▸ SUPPLIED MATERIAL
** start **
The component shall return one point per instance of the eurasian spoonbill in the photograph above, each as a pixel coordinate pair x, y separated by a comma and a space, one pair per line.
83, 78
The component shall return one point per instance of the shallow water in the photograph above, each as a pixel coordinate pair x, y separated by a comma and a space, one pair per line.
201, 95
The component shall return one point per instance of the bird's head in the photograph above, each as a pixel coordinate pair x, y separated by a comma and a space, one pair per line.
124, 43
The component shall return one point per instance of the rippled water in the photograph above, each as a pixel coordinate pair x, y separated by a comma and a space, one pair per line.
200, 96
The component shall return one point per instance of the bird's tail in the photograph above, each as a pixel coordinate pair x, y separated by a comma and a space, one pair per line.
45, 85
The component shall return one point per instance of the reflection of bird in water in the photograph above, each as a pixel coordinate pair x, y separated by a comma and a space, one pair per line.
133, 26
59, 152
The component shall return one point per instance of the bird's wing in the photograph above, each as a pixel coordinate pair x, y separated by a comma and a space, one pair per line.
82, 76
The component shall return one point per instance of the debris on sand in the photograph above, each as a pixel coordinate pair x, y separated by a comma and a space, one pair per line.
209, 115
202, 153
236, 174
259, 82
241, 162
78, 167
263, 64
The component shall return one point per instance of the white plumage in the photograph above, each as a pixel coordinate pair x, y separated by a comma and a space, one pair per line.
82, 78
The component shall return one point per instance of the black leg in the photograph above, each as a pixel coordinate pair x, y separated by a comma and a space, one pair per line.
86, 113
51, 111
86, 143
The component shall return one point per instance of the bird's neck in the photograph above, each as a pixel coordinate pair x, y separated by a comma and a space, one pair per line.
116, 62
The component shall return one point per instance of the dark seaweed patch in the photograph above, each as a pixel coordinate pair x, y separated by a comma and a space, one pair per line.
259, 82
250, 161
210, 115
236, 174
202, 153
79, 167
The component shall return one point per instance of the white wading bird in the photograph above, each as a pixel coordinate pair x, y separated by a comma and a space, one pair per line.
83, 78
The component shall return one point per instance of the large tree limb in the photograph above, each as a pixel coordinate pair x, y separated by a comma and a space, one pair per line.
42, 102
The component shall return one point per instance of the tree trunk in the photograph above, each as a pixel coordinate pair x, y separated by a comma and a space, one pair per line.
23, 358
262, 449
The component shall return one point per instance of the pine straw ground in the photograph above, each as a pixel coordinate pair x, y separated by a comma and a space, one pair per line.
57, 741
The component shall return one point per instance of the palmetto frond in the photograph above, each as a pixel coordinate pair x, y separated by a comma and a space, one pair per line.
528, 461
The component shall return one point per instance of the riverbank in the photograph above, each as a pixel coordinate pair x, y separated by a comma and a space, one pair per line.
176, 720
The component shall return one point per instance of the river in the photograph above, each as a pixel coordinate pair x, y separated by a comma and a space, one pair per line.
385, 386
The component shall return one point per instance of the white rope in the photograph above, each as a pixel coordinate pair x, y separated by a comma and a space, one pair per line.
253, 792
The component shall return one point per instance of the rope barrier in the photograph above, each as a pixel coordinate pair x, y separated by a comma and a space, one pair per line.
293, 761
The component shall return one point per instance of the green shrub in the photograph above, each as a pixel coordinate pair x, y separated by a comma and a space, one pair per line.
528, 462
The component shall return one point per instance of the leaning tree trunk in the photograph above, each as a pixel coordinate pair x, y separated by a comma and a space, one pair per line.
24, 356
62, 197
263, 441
** end **
▸ DO THIS
Recite the full listing above exactly.

▸ THE COMPLETED TASK
The component shall return one point per instance of the eurasian spoonbill in the photograph above, each as a pixel coordinate pair x, y separated by a comma and a space, one pair per line.
83, 78
The component shall return one point per instance of the shallow water in the photograph above, each as a pixel coordinate pair x, y separated by a comma and a space, one pair per line.
201, 95
The component shall return one point per instance of the bird's head in the photograph above, each as a pixel coordinate pair x, y separated by a comma and a space, one pair per line.
124, 43
The component shall return one point per instance of the rippled water in the photograph above, each as a pixel coordinate pair x, y separated by a comma and a space, one pair per line.
200, 96
The component shall return one point per instance of the bird's tail in the photograph above, each as a pixel coordinate pair x, y separated by a comma and a space, one pair per line.
45, 85
The component shall return one point per instance of the reflection of bird in water in the photograph above, each as a pixel coordinate pair x, y separated by a comma and a space, one pair per line.
133, 26
59, 152
The component shall return one point per instance of the bird's wing in the photograph above, each as a pixel coordinate pair x, y separated by a comma and a space, one pair per line.
82, 76
The component shall return one point per instance of the debris on sand in the photograph above, each as a pixel coordinate pair x, y separated by a comma and a space, one pair per line.
209, 115
202, 153
236, 174
259, 82
241, 162
78, 167
263, 64
The component shall return one point per instance of the white plumage in the photograph above, each as a pixel coordinate pair x, y separated by a comma and a space, one pair per line.
82, 78
The component shall return one point per instance of the black leg in the photograph above, each as a pixel coordinate pair x, y separated by a comma and a space, one pair per line.
86, 113
51, 111
86, 143
The component shall return one point per instance of the bird's neck in the photograph above, each as a pixel coordinate pair x, y separated by a comma and a space, one pair per line.
116, 62
The component shall return one point per instance of the dark seaweed patch in the photograph above, each as a pixel coordinate pair x, y separated by a comma and a space, one pair per line.
259, 82
250, 161
210, 115
236, 174
202, 153
79, 167
The component shall return one point per instance of the white wading bird in the photograph above, each as a pixel coordinate pair x, y separated by a comma and a space, one pair per line.
83, 78
The component shall return one point per instance of the large tree limb in the photograph above, each as a pixel coordinate pair x, y separated by a comma and a space, one pair per line.
42, 102
The component shall return one point per instance of the tree trunk in the photograph above, each as a pixel coordinate pair x, y separated by a comma and a space, one pair per line.
23, 358
262, 449
The component shall return one point per instance of the pine straw ground in the photograph above, each as a pixel coordinate pair x, y separated by a comma and a space, one pair per line.
57, 741
The component shall return one point per instance of the palmetto frond in the photograph above, each as a pixel coordinate pair x, y separated by a comma and a space, one pair per line.
528, 461
The component shall return one point per instance of the riverbank in the photograph above, each as a pixel coordinate pair x, y separated by a comma and a space, one pair per line.
176, 720
The component shall return one point per instance of the river in the photograph above, each as a pixel coordinate pair x, y separated by a comma and a space, one pair per line.
385, 386
The component shall return one point per instance of the white rope in the photograph above, each as a pixel coordinate pair x, y separated by a comma and a space, one pair per line.
253, 792
The component shall return one point per instance of the rope barrier in the photograph above, each as a pixel coordinate pair x, y separated by a comma and a space, one pair per line.
293, 761
The component shall return one point per instance of the green shrub in the photograph above, each as a pixel coordinate pair x, y separated by a comma and a space, one pair per line.
528, 462
The component shall return one point per instance of the leaning tree trunk in the photograph above, each as a pixel coordinate pair x, y separated by a comma and a space, one pair per line.
24, 356
62, 197
263, 441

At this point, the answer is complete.